**Aufgaben zur Übung**
[1] Fasse den Textauszug zu Simon Beauforts „Das Geheimnis der Heiligen Stadt“ in zwei Sätzen zusammen.
[2] Schreibe den Textauszug zu Simon Beauforts „Das Geheimnis der Heiligen Stadt“ im selben Stil weiter und knüpfe dabei an seinen letzten Satz an.

**Textauszug**
*****

Vielen Dank an Droemer Knaur für das Rezensionsexemplar!

Simon Beaufort – Das Geheimnis der Heiligen Stadt

Autor Simon Beaufort
Titel Das Geheimnis der Heiligen Stadt
Originaltitel Murder in the Holy City
Übersetzer Linda Budinger, Alexander Lohmann
Serie Geoffrey Mappestone Band 1
Seitenzahl 397
Verlag Bastei Lübbe
ISBN 978-3-404-15344-2
Bewertung

Inhalt
Jerusalem, 1100: Nach der Eroberung der heiligen Stadt durch die Teilnehmer des Kreuzzugs ist der Friede lange nicht gesichert, denn die verschiedenen Gruppierungen stehen einander ablehnend gegenüber. Immer wieder kommt es zu tödlichen Konflikten zwischen den Parteien.
Als relativ kurz hintereinander zwei Mönche und zwei Ritter mit ähnlichen Waffen umgebracht werden, wird Geoffrey Mappestone, ein anglo-normannischer Ritter und Freund eines der Ermordeten, von seinem Herrn Tankred de Hauteville mit der Aufklärung der Verbrechen betraut. Doch auch der Vogt und der Patriarch der Stadt sind daran interessiert, den Schuldigen zu fassen, könnte eine Fortführung der Verbrechen doch weitreichende Folgen haben.

*****

**Zeilen des Datensatzes**
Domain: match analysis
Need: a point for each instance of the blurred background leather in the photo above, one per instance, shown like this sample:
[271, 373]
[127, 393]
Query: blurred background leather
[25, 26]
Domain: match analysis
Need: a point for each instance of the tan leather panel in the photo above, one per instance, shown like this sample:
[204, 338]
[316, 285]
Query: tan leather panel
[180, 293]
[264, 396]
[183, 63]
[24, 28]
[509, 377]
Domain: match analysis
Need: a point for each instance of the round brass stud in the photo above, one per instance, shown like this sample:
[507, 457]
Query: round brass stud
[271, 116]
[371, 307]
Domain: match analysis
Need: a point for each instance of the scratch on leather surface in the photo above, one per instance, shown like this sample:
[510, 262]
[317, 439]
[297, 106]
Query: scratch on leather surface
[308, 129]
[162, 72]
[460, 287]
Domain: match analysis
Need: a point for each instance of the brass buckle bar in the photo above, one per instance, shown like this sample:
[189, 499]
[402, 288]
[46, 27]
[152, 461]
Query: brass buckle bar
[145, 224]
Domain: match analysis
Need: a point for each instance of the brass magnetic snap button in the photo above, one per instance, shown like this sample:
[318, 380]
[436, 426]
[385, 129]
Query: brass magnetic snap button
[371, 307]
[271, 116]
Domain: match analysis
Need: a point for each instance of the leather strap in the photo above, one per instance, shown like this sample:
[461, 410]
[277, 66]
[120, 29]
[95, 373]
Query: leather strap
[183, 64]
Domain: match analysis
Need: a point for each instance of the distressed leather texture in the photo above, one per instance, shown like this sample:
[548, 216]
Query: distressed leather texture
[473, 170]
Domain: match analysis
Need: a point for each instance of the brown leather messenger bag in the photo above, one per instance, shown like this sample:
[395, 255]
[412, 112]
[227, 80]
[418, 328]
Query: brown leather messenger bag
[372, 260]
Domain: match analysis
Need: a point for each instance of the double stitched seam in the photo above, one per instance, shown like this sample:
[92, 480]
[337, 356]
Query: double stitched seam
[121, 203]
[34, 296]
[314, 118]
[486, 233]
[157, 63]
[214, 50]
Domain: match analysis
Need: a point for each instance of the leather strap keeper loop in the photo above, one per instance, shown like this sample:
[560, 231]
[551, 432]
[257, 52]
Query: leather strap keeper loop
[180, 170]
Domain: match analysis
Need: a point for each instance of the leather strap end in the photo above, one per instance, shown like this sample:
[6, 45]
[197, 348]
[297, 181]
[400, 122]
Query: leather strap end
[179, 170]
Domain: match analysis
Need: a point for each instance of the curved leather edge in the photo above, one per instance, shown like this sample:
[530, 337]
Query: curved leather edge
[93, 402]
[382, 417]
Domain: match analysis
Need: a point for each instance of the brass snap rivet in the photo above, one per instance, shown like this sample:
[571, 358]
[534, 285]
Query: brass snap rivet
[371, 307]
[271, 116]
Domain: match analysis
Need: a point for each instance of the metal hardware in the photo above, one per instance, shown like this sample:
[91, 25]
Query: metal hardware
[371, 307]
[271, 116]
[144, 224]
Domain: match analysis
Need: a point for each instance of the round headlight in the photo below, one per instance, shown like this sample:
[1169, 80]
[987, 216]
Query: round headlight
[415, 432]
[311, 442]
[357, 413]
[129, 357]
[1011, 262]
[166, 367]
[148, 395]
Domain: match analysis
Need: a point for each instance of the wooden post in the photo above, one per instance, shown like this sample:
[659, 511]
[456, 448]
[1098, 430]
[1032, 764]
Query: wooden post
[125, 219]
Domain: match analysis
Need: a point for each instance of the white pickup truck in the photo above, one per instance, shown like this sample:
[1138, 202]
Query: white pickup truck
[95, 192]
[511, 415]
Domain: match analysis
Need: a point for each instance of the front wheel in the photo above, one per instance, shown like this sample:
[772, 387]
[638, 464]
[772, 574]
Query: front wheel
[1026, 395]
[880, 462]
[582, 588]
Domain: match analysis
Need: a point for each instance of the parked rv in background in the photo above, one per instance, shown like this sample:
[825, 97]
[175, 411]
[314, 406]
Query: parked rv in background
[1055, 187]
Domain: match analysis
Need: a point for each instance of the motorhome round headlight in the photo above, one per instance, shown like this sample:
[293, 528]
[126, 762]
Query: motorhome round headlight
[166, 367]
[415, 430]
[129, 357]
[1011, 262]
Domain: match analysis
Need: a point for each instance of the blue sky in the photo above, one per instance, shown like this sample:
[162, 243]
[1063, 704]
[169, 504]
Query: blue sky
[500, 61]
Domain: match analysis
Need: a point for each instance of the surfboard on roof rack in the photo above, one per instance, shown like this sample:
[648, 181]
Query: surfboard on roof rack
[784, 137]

*****

**Lösungen je Aufgabe**
[1] Simon Beauforts Roman „Das Geheimnis der Heiligen Stadt“ ist der erste Band der Serie um Geoffrey Mappestone und erscheint bei Bastei Lübbe. Im Jahr 1100, nach der Eroberung Jerusalems durch die Kreuzfahrer, beauftragt Tankred de Hauteville den anglo-normannischen Ritter Geoffrey Mappestone damit, die Morde an zwei Mönchen und zwei Rittern aufzuklären.

[2]
Schon bald stößt Geoffrey auf die ersten Unstimmigkeiten…

Meine Meinung
Das Geheimnis der heiligen Stadt ist der Auftakt einer bisher achtbändigen Reihe, deren erste fünf Bände ins Deutsche übersetzt wurden. Hinter dem Pseudonym Simon Beaufort verbergen sich die Autorin Elizabeth Cruwys, besser bekannt als Susanna Gregory, und ihr Mann Beau Riffenburgh.
Wie so viele historische Krimis ist auch dieser Auftaktband nicht besonders umfangreich. Mit nicht einmal 400 Seiten bleibt nicht besonders viel Raum, neben der Krimihandlung auch noch Hintergrundinformationen über die beschriebene Zeit und die politischen Umstände einzustreuen. So waren mir die historischen Personen Bohemund und Tancred zwar durchaus bekannt, dies dürfte jedoch kaum auf alle Leser zutreffen. Regelrecht verwirrend waren für mich die Personen des Vogts und des Patriarchen, deren Rollen mir alleine durch die Lektüre des Romans nicht klar waren. Hier musste ich extern recherchieren, warum es zwischen den verschiedenen Parteien überhaupt Konflikte gab.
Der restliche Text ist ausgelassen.